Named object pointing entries

>> Begin

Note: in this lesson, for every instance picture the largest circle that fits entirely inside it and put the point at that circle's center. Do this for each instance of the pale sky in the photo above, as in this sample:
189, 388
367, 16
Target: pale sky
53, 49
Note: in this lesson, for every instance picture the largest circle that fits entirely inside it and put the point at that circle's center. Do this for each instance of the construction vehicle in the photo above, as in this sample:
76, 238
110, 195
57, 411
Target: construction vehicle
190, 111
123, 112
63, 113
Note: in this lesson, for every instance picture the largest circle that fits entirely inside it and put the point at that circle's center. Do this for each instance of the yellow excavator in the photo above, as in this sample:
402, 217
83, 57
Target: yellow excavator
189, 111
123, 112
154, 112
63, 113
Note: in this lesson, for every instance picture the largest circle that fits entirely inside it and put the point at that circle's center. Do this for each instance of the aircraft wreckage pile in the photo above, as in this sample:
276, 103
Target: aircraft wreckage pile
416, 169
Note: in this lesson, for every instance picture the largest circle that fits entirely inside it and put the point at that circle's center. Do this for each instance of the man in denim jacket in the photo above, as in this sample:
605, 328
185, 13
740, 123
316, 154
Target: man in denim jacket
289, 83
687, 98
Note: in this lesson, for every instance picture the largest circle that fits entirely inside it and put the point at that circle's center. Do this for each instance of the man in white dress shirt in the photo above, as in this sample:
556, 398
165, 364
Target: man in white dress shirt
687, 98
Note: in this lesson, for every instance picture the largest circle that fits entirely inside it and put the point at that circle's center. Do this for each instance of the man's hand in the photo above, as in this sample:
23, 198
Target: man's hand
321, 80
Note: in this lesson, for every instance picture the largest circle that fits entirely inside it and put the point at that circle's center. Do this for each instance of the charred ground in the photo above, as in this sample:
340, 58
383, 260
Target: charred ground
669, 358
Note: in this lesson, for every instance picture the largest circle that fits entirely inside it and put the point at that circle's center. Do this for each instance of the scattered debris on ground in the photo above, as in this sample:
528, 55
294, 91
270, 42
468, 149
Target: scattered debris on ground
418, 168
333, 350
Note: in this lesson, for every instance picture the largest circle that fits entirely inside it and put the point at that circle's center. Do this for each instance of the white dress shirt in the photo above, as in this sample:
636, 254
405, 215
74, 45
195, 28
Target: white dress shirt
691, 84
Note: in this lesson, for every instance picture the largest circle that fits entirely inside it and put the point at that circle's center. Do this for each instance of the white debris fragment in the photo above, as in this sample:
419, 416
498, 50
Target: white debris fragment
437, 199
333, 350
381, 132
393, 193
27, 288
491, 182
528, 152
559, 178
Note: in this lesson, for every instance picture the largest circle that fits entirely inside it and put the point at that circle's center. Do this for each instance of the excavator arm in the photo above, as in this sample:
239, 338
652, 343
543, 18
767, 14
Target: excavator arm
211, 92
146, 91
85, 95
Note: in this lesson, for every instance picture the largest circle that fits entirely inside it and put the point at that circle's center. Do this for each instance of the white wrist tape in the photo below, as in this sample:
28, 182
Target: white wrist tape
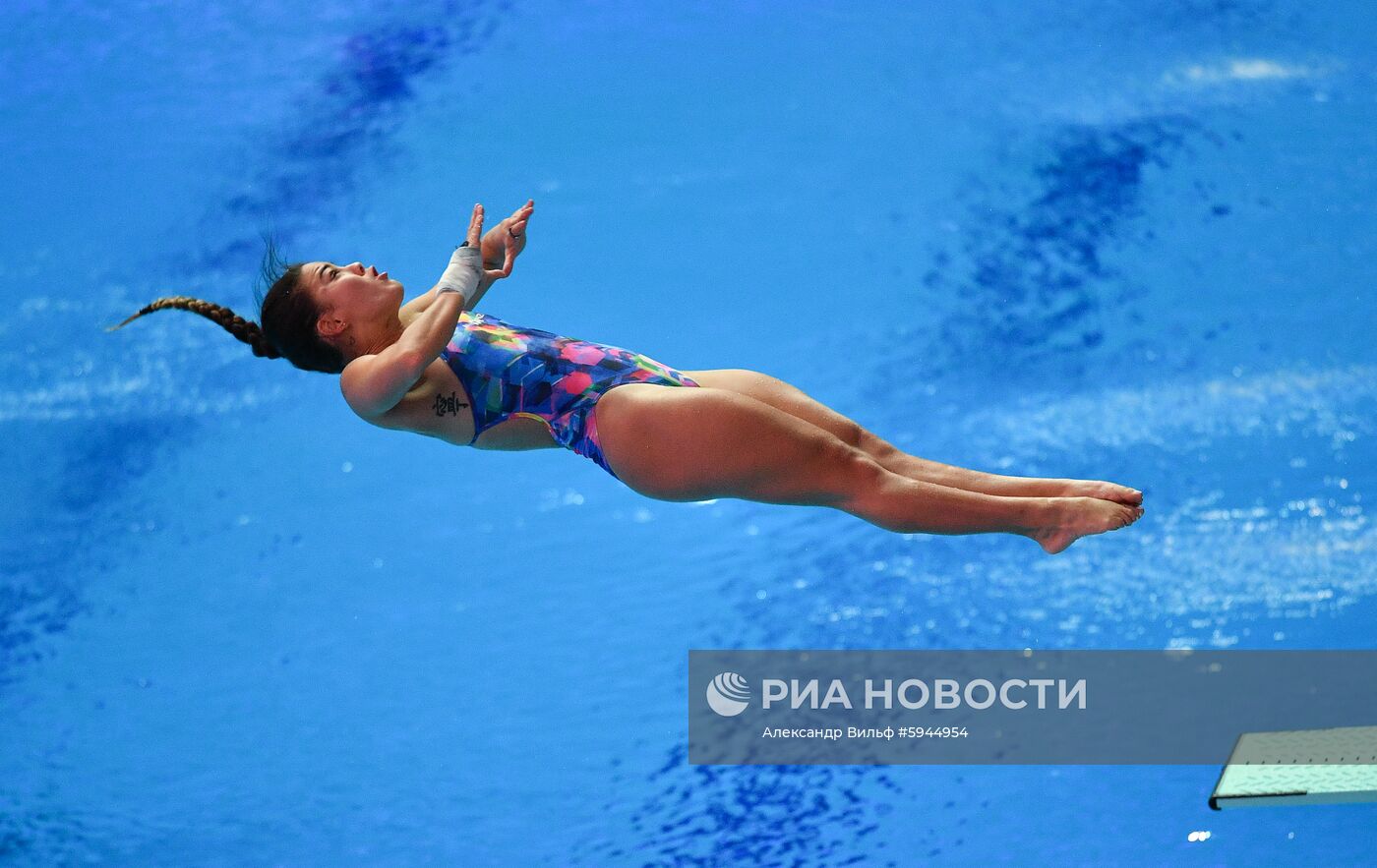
465, 268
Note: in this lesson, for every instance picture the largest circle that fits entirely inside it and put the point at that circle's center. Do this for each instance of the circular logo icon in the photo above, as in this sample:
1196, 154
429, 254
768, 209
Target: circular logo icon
729, 695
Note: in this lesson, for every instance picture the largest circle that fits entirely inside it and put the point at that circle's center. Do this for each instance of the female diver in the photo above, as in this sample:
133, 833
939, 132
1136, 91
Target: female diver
433, 366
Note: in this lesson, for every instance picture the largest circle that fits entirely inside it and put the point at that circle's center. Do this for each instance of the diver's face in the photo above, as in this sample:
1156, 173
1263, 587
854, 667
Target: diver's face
351, 290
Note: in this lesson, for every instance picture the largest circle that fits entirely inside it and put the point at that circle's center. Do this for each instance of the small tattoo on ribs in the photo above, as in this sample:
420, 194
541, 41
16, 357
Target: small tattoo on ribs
448, 405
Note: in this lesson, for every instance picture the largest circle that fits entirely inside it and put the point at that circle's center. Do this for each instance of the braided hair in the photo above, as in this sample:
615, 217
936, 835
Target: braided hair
286, 311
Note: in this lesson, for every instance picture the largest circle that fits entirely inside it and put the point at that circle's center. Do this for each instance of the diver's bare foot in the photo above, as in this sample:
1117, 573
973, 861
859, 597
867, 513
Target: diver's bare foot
1102, 490
1069, 519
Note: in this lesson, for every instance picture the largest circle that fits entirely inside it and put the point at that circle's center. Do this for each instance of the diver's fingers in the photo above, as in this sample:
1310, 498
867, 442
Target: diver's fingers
475, 226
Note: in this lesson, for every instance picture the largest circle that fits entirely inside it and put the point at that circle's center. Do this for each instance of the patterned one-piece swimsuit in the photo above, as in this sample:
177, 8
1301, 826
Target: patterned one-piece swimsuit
511, 371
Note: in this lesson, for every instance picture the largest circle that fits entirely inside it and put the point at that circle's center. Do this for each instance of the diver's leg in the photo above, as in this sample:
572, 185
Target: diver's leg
796, 402
681, 443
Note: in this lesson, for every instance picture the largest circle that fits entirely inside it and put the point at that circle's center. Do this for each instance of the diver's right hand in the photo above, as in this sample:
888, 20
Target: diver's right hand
475, 241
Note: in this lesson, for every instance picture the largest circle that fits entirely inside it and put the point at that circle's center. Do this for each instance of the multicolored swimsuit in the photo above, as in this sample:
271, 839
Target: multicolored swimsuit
511, 371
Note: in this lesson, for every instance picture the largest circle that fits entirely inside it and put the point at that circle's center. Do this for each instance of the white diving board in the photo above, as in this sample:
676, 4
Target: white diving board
1300, 767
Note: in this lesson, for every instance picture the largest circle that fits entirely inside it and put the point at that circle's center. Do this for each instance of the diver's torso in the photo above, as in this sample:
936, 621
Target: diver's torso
440, 406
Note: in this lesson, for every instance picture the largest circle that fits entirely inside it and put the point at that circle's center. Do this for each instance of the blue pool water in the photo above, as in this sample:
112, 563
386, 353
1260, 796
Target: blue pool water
1131, 241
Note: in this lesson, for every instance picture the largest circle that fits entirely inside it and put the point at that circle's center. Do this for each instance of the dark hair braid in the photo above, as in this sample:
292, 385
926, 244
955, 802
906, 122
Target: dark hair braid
286, 311
236, 324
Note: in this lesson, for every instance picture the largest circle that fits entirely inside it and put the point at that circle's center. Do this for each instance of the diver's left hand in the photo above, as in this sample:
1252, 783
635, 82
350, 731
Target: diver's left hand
509, 233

>> End

*Exercise*.
Above are records with pictures; repeat the records exactly and leave the pictures out.

*Answer to the problem*.
Note: in this lesson, for every instance picture the largest circle that fits entirely inside it and put the point at that circle's center. Do this for each instance of the pale sky in the photo above, as in this sample:
189, 388
367, 16
Target: pale sky
53, 49
Note: in this lesson, for every instance picture the largest circle that fits entirely inside it and put the point at that circle's center. Do this for each instance of the construction vehicle in the photo above, as in this sample:
76, 238
110, 195
57, 411
Target: construction vehicle
190, 111
123, 112
63, 113
Note: in this lesson, for every instance picture the largest circle that fits entirely inside it and put the point at that circle's center. Do this for each instance of the yellow excavator in the photo above, as in this sample:
402, 217
83, 57
Target: yellow excavator
189, 111
123, 112
154, 112
63, 113
Note: in this lesson, for every instance picture the largest circle that fits entirely inside it and put the point at that circle's center. Do this for each instance of the aircraft wreckage pile in the photo above, as in this sample:
276, 103
Target: aircraft wreckage pile
416, 169
Note: in this lesson, for every instance picture the largest circle that fits entirely inside it and put the point at that circle's center. Do this for each instance of the man in denim jacket in the photo above, as in this sample:
605, 328
185, 13
740, 123
316, 154
Target: man in denim jacket
289, 83
687, 98
Note: in this lesson, for every instance picture the largest circle that fits entirely inside it and put the point at that circle's center. Do this for each instance of the man in white dress shirt in the photo above, as in this sample:
556, 398
165, 364
Target: man in white dress shirt
687, 98
Note: in this lesson, for every instance picture the largest circle that fits entirely inside it and put the point at that circle's center. Do this for each instance of the man's hand in the photo above, as in this sample:
23, 198
Target: man's hand
321, 80
Note: in this lesson, for every instance picture the largest circle that fits entirely inside it and put the point at that circle's center. Do this for each instance of the charred ground in the photo above, as in this sample:
340, 58
383, 260
Target: charred ground
669, 358
Note: in this lesson, for every instance picture the largest circle that fits entirely inside it and put the point at that circle's center. Do this for each instance of the scattered debris on ground in the photo above, as in this sample:
528, 55
294, 91
270, 42
468, 149
Target: scattered debris on ground
418, 168
333, 350
Note: in this lesson, for every instance picture the largest circle that fits entirely inside it and put the point at that circle's center. Do this for each instance of the white dress shirt in the photo above, as in this sample:
636, 254
405, 215
74, 45
195, 28
Target: white dress shirt
691, 84
Note: in this lesson, for every instance picture the largest circle that fits entirely inside it and put the point at that circle's center. Do this for each instance of the white debris fragment in the photo above, as in this sample:
419, 416
498, 50
Target: white debris fragment
437, 199
333, 350
381, 132
393, 193
27, 288
491, 182
528, 152
559, 178
Note: in this lesson, for every instance picture the largest circle that fits entirely inside it and put the point at that circle's center. Do this for each instance of the excavator arm in the photo above, as in this sample:
239, 338
652, 343
543, 18
767, 14
Target: excavator arm
211, 92
146, 91
85, 95
Note: in this lesson, for every instance picture the largest circle that fits entirely inside it and put the point at that circle's center. Do this for each instance of the white wrist tape in the photo below, as in this sample:
28, 182
Target: white wrist tape
465, 268
Note: in this lesson, for every instance picture the largest circle that fits entirely inside it and put the point at that circle's center. Do this for each instance of the circular logo icon in the photo above, as in this sample:
1196, 154
429, 254
768, 209
Target: circular logo icon
729, 695
Note: in this lesson, for every instance picture the largest circle that fits entirely inside it and put the point at that circle's center. Do this for each instance of the female diver in the photo above, as in this sample:
133, 833
939, 132
1136, 91
Target: female diver
433, 366
Note: in this lesson, for every instance picture the largest circle that fits entirely inside it and put the point at that circle's center. Do this for each instance of the diver's face in the photo above, as in this sample:
1156, 173
1263, 587
854, 667
Target: diver's face
351, 290
Note: in this lesson, for every instance picture the largest circle that fits entirely inside it and put the point at that circle's center. Do this for each instance of the small tattoo on ribs in the photo above, as in this sample:
420, 194
541, 41
16, 357
Target: small tattoo on ribs
448, 405
Note: in this lesson, for every instance picture the largest circle that fits entirely inside it and put the point at that circle's center. Do this for each instance of the braided hair in the photo above, as in this sample:
615, 217
936, 835
Target: braided hair
286, 311
Note: in this lesson, for every instance picture the largest circle that fits entirely inside it and put the point at that circle's center. Do this for each instance of the diver's bare foot in the photo above, as in this sample:
1117, 573
973, 861
859, 597
867, 513
Target: diver's bare foot
1102, 490
1069, 519
Note: in this lesson, for every instance picture the largest circle that fits entirely inside it and put the point at that circle's center. Do this for each instance of the diver's fingers in the photo above, as in this sample:
1310, 498
867, 442
Target: diver's fingers
475, 226
Note: in this lesson, for every instance picture the largest circle that fits entirely inside it and put the point at that circle's center. Do this for each instance of the patterned one-piece swimsuit in the photo above, as in this sample:
177, 8
1301, 826
Target: patterned one-piece swimsuit
511, 371
Note: in this lesson, for every instance picture the largest circle that fits entirely inside it and put the point at that circle's center. Do this for each instance of the diver's leg in the photo above, as in this sample:
572, 185
Target: diver's leg
796, 402
681, 443
Note: in this lesson, for every instance picture the largest circle that fits entirely inside it and put the point at that circle's center. Do this for each instance of the diver's right hand in the photo above, as in this sample:
888, 20
Target: diver's right hand
475, 241
Note: in this lesson, for every instance picture the largest circle that fits entirely inside it and put the point at that circle's center. Do this for each instance of the multicolored swimsuit in the photo above, as in this sample:
271, 839
Target: multicolored swimsuit
511, 371
Note: in this lesson, for every instance picture the largest circle that fits entirely inside it and put the point at that circle's center. Do this for each instance of the white diving board in the photo above, as in this sample:
676, 4
Target: white diving board
1300, 767
Note: in this lesson, for every instance picture the largest circle that fits entirely inside it and put the point at that circle's center. Do this for each instance of the diver's torso in the photo above, as in this sample:
936, 621
Target: diver's torso
440, 406
Note: in this lesson, for every instance picture the largest circle that fits entirely inside it and put the point at that circle's center. Do this for each instance of the blue pool water in the photo above, as in this sample:
112, 563
386, 353
1260, 796
Target: blue pool water
1131, 241
Note: in this lesson, for every instance picture the largest circle that fits entirely inside it and put the point at that circle's center. Do this for each instance of the dark hair braid in the photo above, as in this sample:
292, 385
926, 244
955, 802
906, 122
Target: dark hair braid
286, 311
236, 324
Note: in this lesson, for every instance picture the largest circle that fits entirely inside it and put the point at that circle's center. Do this for each instance of the diver's left hand in the photo above, as in this sample:
1252, 783
635, 82
350, 731
Target: diver's left hand
509, 233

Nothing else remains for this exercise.